• [Request]: Copy out in full every line of the material below that contains the string "boxes". Matching is case-sensitive.
--- Input ---
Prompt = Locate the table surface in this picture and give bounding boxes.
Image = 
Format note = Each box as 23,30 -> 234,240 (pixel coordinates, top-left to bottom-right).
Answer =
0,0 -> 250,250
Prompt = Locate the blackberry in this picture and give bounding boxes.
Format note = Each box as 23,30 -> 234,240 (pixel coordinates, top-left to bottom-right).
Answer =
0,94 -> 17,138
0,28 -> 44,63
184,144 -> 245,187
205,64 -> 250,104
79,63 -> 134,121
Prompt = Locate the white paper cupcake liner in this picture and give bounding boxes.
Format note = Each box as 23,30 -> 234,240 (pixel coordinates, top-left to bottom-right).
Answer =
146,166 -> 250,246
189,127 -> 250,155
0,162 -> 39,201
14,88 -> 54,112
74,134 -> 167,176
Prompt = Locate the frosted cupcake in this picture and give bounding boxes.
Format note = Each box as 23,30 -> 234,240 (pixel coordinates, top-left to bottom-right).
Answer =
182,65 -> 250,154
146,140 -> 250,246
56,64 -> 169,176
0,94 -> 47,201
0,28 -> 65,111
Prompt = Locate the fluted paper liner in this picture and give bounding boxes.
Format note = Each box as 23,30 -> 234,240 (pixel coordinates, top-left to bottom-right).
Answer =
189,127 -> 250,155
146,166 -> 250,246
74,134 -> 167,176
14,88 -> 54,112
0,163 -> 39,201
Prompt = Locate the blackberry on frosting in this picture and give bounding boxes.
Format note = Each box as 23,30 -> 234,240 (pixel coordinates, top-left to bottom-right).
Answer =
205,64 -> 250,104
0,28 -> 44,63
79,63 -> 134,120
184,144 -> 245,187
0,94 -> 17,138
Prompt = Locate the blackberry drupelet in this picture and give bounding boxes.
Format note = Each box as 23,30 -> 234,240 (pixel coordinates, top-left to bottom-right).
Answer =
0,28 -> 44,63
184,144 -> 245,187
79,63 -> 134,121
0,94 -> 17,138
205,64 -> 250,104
---
• [Answer to this exercise]:
Prompt = Locate the table surface in this picture and give bounding boxes.
Prompt = Locate the blackberry in this picture and give bounding boxes.
Prompt = Locate the white paper cupcake liner in this picture and give bounding boxes.
Prompt = Locate the frosted cupcake in this picture and give bounding boxes.
Prompt = Locate the fluted paper liner in this picture and give bounding boxes.
Prompt = Locate the blackberry on frosting in this picture and give bounding boxes.
Prompt = Locate the blackberry drupelet in this picture and give bounding boxes.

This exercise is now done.